**TEXT EXCERPT**
◆ ◆ ◆ ◆ ◆
To buy Zendesk, H&F and Permira raised billions in debt against a business that generated just $80mn in profits last year, far more than what regulated banks could offer, according to three people involved in the deal.
Blackstone, which considers H&F a skilled partner for takeovers, took part in the financing, as did Apollo, which financed more than $750mn of the takeover, and counts both firms among the 25 private equity firms to which it has lent over $40bn. Famed for its ruthless tactics with debtholders, Apollo now aspires to become a go-to financier for the deals organised by competitors.
“The zero-sum game mentality of old school dealmakers that always assumed that for them to win someone had to lose is really an outdated point of view,” says an executive at one of the industry’s largest global firms. “There are so many opportunities. Today you are competing and tomorrow you will bring them in as a partner on a deal. It is the new reality.”
‘Collaborations’ in the past have led to lawsuits and settlements. A 2007 case of a $33bn LBO of HCA saw no competing bids. “Emails unearthed by lawyers showed competitors refraining from outbidding each other. “I don’t want to be in a pissing battle with KKR at the same time we are teaming on other deals,” said David Rubenstein, one of Carlyle’s founders, in an email unearthed during the litigation.”
Then the entry into financing each other’s deals:
“Investment banks, hamstrung by new regulations like the 2010 Dodd Frank Act, were curtailed from holding risky assets such as low-rated debts, which has limited their ability to finance many deals. As a result, corporations and private equity buyers have had to seek new ways of issuing debt. Blackstone, Apollo, KKR and Carlyle stepped into the void.
They bought billions of non-performing loans from banks in the US and Europe, betting that the portfolios would stabilise. As markets recovered, they shifted to originating new loans, underwriting midsized private equity takeovers that banks would not finance.”
Finally, buying off assets from each other:
“The fastest way for buyout firms to deploy their nearly $2tn in “dry powder,” or funds they have raised that have yet to be invested, is to buy companies directly from other private equity firms. A record 442 of such deals worth $62bn were struck last year, according to Refinitiv.
These deals can close in less than three months, say bankers, versus as long as nine months to acquire a public company. They can also be expedient: sellers sometimes look to quickly lock in gains and show strong returns as they raise their next fund, notes one private equity firm executive.
“A lot of times you have good companies that a sponsor owns, but they need to sell to show dollars realised for their fundraising,” says the executive.
There has also been a surge in so-called “secondary buyout transactions,” where one private equity firm sells a large stake in an existing investment to another firm at a higher valuation.
One of the industry’s earliest major deals was H&F’s 2014 sale of a $750mn minority interest in Kronos, a seller of cloud-based time sheet services, to a group of buyers led by Blackstone, that were willing to take lower governance rights and leave H&F in control of the deal.
Five years later, H&F led a deal to acquire Ultimate Software for $11bn, bringing in Blackstone and GIC, its same partners on the Kronos stake sale. Blackstone’s debt arm co-led $900mn in financing for the riskiest piece of the deal’s $3.4bn total debt package, helping to get it over the line.
The two private equity firms then merged Ultimate Software with Kronos a year later, generating billions of dollars in gains, underscoring how close relationships can get deals done.”
◆ ◆ ◆ ◆ ◆
**PROBLEM REQUIREMENTS**
From the text about private equity deals, list every company that was bought or had a stake in it sold in a deal. Rely only on the text about private equity deals to respond.
◆ ◆ ◆ ◆ ◆
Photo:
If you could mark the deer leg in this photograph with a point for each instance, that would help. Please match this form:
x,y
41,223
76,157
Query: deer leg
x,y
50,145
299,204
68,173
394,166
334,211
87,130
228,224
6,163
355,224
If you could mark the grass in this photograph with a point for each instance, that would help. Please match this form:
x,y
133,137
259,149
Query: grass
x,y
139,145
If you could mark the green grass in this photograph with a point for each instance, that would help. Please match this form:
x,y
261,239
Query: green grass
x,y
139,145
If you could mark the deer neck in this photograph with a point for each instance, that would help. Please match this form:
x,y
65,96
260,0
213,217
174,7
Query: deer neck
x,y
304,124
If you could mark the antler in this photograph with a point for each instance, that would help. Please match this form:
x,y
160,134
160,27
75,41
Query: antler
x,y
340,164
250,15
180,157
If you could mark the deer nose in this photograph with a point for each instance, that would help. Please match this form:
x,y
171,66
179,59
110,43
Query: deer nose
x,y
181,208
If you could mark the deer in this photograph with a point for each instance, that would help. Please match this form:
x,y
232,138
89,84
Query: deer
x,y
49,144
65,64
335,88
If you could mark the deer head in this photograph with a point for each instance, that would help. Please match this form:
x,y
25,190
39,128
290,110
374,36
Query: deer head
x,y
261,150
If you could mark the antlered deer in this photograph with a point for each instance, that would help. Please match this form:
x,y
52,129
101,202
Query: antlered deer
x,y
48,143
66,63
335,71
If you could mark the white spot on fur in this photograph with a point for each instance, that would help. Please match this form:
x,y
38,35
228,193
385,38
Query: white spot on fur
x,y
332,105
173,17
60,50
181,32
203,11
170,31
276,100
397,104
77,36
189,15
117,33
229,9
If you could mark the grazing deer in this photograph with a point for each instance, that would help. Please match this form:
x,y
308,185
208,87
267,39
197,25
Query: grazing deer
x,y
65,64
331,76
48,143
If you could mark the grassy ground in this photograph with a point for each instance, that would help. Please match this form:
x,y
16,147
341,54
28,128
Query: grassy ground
◆ ◆ ◆ ◆ ◆
**TASK SOLUTION**
- Zendesk
- HCA
- Kronos
- Ultimate Software